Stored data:
-=-=-

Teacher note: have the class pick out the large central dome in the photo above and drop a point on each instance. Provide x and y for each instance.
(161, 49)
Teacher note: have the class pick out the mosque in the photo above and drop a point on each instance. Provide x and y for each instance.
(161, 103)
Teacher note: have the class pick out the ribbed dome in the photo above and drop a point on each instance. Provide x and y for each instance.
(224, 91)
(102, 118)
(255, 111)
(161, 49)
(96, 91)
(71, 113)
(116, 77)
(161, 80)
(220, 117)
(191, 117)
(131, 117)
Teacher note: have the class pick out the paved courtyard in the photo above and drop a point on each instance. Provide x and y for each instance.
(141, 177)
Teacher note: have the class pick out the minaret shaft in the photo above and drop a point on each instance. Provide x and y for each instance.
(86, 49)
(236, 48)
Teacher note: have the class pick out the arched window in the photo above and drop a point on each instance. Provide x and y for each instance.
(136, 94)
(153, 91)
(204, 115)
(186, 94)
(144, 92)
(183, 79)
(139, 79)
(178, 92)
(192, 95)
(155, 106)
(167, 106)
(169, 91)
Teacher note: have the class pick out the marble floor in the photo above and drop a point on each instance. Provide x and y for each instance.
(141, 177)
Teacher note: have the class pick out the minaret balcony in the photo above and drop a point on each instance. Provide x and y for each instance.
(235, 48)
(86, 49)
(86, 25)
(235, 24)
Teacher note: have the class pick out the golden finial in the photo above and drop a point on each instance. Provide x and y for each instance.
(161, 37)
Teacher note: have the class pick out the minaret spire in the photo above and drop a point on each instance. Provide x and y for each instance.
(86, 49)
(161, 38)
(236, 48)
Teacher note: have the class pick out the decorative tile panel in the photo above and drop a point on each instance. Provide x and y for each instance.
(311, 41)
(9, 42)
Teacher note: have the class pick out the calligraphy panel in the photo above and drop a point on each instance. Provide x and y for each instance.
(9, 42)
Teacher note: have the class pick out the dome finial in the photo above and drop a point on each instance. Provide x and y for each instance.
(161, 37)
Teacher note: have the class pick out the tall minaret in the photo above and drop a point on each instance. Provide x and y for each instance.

-=-=-

*Stated task*. Reproduce the data above verbatim, in full and in its original order.

*Reply*.
Teacher note: have the class pick out the large central dome in the photo above and drop a point on each instance. Provide x and y for each instance.
(161, 49)
Teacher note: have the class pick out the mosque in the photo above and drop a point on each instance. Provide x and y for each instance.
(161, 103)
Teacher note: have the class pick out the ribbed dome in the photo above and drop a point on each instance. Provide x and y for each instance.
(224, 91)
(102, 118)
(255, 111)
(161, 49)
(96, 91)
(71, 113)
(116, 77)
(161, 80)
(220, 117)
(191, 117)
(131, 117)
Teacher note: have the class pick out the paved courtyard in the photo above and drop a point on each instance. Provide x and y for each instance.
(141, 177)
Teacher note: have the class pick out the minaret shaft in the photo above and drop a point on each instance. Provide x and y for each instance.
(86, 49)
(236, 48)
Teacher note: have the class pick out the arched window in the photo above and drop a point on each instance. Provide x and y for each instance.
(136, 94)
(153, 91)
(204, 115)
(186, 94)
(144, 92)
(183, 79)
(139, 79)
(178, 92)
(192, 95)
(155, 106)
(167, 106)
(169, 91)
Teacher note: have the class pick out the marble floor in the photo above and drop a point on each instance. Provide x and y for each instance.
(141, 177)
Teacher note: have the class pick out the minaret balcony in the photo above and drop a point on each instance. Provide x and y for each instance.
(235, 48)
(86, 49)
(86, 25)
(235, 24)
Teacher note: have the class pick out the golden finial in the photo above and drop a point on each instance. Provide x and y for each instance.
(161, 37)
Teacher note: have the class pick out the minaret spire in the photo above and drop a point on each instance. Provide x and y for each instance.
(86, 49)
(161, 38)
(236, 48)
Teacher note: have the class pick out the decorative tile panel in the photo above and drop a point on each instance. Provide x and y for each instance.
(311, 41)
(9, 42)
Teacher note: have the class pick out the calligraphy panel in the photo above and drop a point on each instance. Provide x and y for each instance.
(9, 42)
Teacher note: have the class pick out the dome finial in the photo above and drop a point on each instance. Provide x and y for each instance.
(161, 37)
Teacher note: have the class pick out the tall minaret in the photo above and drop a point on each instance. Provide x and y for each instance.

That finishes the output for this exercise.